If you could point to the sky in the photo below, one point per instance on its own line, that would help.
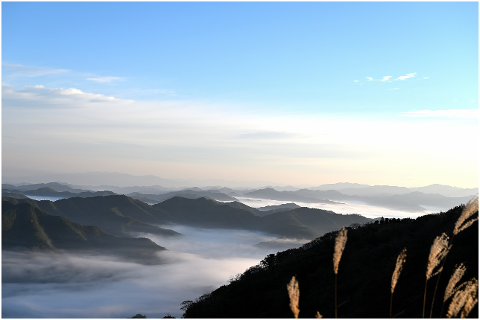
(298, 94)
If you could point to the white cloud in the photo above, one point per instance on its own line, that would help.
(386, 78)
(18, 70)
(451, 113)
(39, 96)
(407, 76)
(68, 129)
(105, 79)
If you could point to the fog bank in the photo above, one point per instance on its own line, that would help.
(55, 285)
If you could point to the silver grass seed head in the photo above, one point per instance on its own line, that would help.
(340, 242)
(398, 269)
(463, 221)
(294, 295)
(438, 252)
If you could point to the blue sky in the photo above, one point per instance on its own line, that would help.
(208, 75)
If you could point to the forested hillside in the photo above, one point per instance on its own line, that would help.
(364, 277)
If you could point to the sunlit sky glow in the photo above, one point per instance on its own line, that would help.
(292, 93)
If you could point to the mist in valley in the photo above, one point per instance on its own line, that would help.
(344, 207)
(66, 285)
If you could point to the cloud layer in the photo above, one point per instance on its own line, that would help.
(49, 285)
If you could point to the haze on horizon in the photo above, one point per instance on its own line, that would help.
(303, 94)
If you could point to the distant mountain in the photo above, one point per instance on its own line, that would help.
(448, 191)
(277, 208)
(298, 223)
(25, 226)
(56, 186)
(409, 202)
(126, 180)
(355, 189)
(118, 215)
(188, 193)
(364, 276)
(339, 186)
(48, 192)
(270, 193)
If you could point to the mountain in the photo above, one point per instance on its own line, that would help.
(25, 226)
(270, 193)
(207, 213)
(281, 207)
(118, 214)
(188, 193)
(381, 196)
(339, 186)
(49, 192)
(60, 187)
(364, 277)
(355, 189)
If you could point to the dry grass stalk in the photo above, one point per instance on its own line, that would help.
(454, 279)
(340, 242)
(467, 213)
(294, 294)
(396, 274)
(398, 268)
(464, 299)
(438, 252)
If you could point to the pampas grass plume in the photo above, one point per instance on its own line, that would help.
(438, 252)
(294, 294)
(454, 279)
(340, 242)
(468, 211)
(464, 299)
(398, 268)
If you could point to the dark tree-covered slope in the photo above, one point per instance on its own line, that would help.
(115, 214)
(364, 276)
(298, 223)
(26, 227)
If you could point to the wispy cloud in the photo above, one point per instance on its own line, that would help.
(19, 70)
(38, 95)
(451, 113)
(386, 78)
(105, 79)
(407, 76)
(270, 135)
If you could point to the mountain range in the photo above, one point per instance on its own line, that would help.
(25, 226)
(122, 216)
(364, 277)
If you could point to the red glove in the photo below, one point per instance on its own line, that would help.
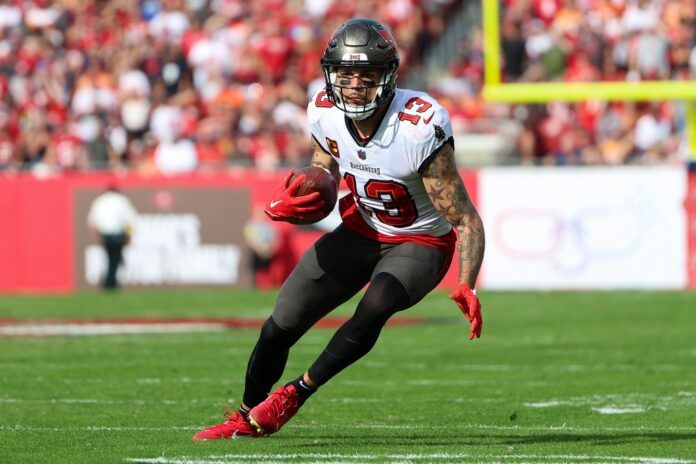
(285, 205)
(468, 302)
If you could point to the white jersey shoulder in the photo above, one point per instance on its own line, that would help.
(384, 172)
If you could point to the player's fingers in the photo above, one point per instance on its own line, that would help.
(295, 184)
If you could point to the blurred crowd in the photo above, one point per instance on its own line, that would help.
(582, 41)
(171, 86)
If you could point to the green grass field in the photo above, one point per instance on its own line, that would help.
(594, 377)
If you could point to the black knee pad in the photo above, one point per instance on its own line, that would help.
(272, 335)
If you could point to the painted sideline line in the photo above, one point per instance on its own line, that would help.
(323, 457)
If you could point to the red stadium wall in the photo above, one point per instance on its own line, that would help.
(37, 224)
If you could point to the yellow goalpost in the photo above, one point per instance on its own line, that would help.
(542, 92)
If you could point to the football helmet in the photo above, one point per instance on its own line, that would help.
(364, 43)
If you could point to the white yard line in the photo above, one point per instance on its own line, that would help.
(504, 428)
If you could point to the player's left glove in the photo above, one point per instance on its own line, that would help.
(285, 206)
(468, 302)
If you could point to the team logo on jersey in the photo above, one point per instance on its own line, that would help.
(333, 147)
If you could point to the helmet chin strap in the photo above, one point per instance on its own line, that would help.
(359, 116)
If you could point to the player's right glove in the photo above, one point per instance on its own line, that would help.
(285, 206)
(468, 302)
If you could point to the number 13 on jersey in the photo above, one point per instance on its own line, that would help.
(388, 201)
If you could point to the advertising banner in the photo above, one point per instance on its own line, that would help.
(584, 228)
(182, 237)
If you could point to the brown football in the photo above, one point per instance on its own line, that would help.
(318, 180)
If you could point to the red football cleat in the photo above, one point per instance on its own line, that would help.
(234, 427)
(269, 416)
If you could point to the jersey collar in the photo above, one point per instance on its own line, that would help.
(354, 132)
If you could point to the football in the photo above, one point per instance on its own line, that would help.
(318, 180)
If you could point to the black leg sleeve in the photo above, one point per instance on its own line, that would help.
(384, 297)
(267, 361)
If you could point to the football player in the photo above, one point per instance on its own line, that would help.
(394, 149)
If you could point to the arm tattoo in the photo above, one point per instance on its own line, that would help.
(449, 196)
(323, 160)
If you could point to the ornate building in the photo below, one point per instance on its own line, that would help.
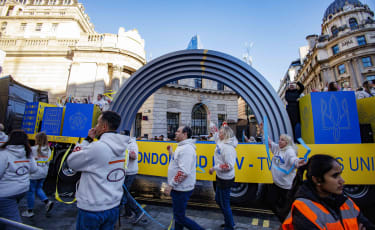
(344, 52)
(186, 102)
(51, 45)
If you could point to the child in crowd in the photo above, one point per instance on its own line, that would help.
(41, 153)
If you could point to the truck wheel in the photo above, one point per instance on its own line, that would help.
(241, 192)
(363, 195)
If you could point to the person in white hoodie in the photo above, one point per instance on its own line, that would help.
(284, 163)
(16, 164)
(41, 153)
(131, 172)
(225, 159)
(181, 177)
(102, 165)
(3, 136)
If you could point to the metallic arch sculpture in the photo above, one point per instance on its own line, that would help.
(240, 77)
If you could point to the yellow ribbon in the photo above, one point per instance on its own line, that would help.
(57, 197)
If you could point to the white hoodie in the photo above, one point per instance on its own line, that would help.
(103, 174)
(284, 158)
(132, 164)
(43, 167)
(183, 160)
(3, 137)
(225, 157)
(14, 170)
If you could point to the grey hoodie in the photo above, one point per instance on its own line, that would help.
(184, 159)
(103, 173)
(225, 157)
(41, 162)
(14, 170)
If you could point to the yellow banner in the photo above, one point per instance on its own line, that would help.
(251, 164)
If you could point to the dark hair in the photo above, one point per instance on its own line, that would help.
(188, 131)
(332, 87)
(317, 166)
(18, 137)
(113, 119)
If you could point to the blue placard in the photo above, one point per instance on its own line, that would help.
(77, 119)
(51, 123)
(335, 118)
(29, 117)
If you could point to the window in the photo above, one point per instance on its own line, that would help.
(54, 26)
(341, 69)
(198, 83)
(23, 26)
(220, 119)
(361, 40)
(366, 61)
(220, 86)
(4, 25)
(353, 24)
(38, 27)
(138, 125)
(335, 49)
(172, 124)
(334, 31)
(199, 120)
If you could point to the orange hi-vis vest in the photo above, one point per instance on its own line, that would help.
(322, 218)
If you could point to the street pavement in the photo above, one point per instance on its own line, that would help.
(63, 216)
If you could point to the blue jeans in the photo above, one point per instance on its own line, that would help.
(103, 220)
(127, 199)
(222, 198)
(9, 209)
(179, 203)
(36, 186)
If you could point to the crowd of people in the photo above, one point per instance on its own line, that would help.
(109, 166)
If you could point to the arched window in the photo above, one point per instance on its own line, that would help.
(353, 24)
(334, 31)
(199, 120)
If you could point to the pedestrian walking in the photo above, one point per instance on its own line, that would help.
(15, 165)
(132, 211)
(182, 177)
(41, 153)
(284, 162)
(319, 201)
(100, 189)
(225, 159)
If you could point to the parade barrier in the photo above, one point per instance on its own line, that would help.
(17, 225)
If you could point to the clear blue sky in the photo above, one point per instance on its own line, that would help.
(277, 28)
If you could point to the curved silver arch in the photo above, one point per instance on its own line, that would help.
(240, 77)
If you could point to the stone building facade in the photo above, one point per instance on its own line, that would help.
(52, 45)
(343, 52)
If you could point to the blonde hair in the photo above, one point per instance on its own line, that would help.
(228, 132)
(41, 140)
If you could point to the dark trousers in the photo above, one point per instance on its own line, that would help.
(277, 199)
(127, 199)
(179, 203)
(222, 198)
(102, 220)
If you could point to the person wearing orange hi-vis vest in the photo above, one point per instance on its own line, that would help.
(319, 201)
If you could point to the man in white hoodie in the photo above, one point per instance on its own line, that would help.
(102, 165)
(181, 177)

§ §

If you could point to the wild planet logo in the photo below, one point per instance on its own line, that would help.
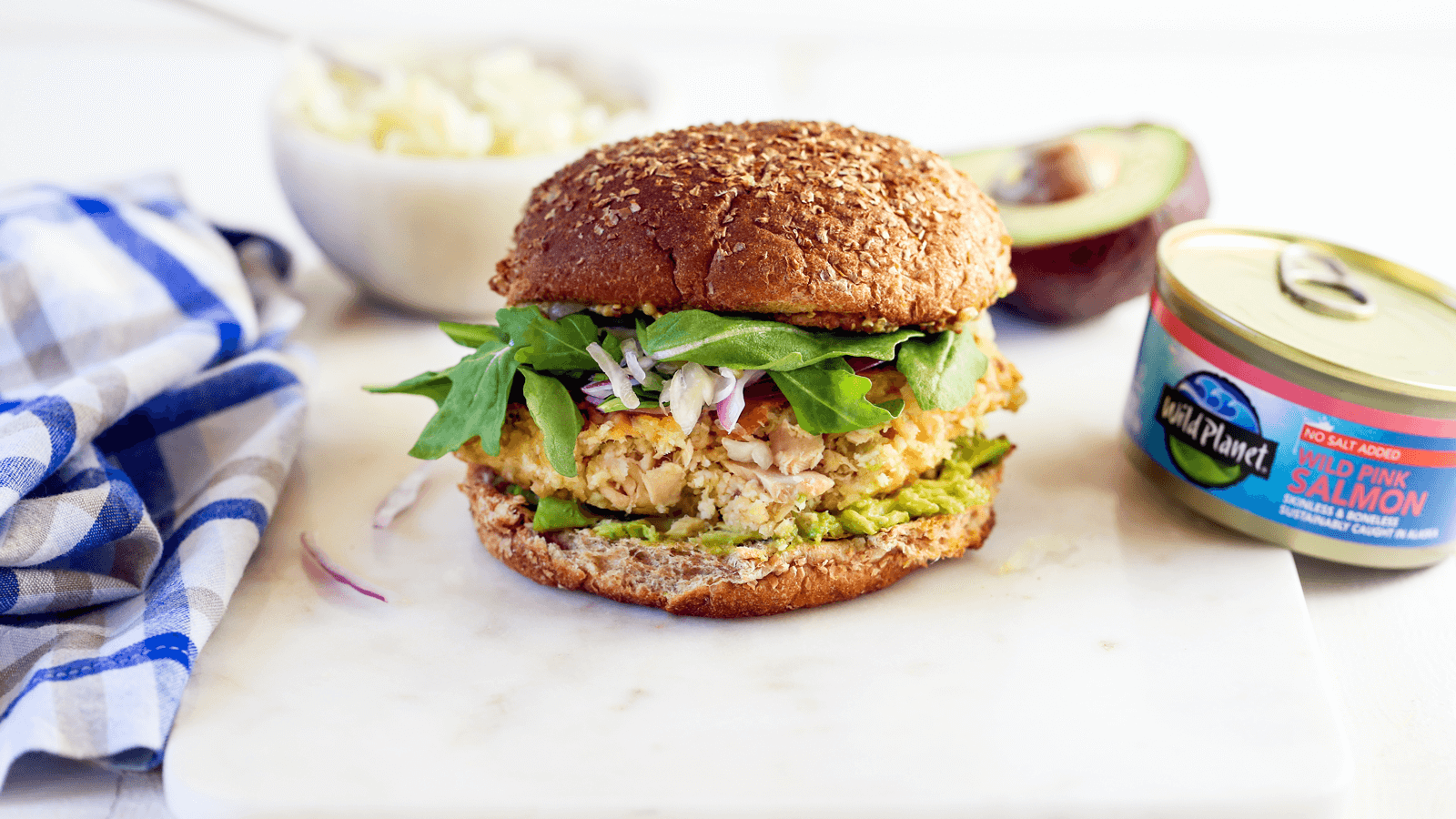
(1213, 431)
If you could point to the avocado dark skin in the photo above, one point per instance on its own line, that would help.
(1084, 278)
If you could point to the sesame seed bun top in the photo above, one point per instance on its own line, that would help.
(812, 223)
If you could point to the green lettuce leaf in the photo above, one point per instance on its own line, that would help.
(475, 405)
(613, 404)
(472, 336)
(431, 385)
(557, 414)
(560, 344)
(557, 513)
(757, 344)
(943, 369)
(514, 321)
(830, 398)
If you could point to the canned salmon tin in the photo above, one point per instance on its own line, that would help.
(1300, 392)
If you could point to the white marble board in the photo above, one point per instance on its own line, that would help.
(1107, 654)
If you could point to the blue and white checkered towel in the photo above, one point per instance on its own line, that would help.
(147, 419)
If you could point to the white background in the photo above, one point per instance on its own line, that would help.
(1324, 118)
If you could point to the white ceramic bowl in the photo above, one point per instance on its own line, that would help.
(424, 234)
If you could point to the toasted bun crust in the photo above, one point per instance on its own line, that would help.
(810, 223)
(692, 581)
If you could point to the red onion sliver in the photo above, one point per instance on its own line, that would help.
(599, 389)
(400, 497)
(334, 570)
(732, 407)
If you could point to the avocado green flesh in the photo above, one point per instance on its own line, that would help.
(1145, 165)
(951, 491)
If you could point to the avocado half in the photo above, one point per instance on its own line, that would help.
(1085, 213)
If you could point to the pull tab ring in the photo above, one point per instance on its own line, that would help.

§ §

**What the task asks**
Duplicate the rows above, starting at the line with "If you could point to the avocado half" and ending at the line with "If you could point to the pull", both of those lines included.

**Completed exercise**
If you could point to the avocado half in the photo above, one point per instance on its own line, that would help.
(1085, 213)
If you could point to the pull tab ring in the photo above, one point per instance on its own line, that would help.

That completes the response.